INFORMATION PROVIDED:
________

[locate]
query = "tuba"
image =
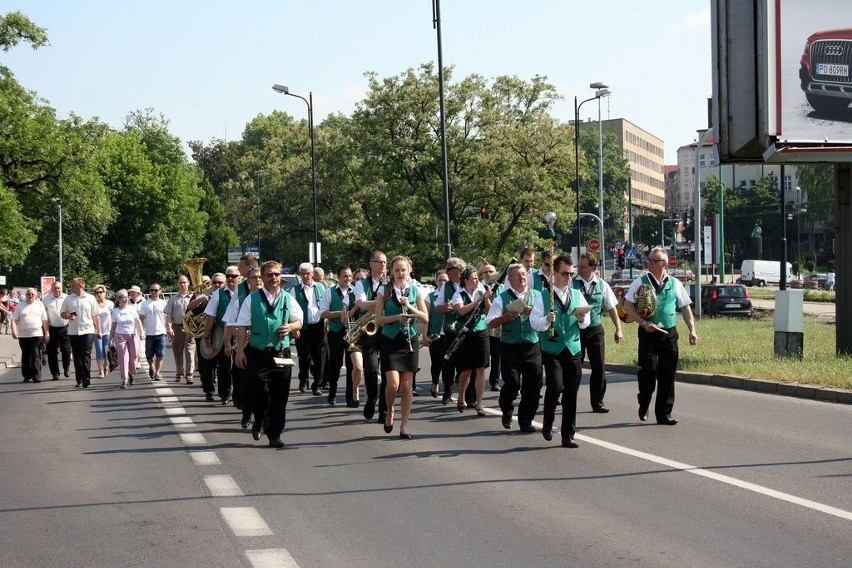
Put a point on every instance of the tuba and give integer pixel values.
(194, 323)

________

WHAT THE TASK ASKS:
Turn the lines of the records above into a Markdown table with the columns Row and Line, numbering each row and skipping blank lines. Omit the pictures.

RESULT OF THE TASK:
| Row | Line |
|---|---|
| 1 | [locate] |
| 2 | query = "tuba" |
| 3 | image = |
| 4 | Put a point on every instance of the tuba and give integer pixel values. |
| 5 | (194, 323) |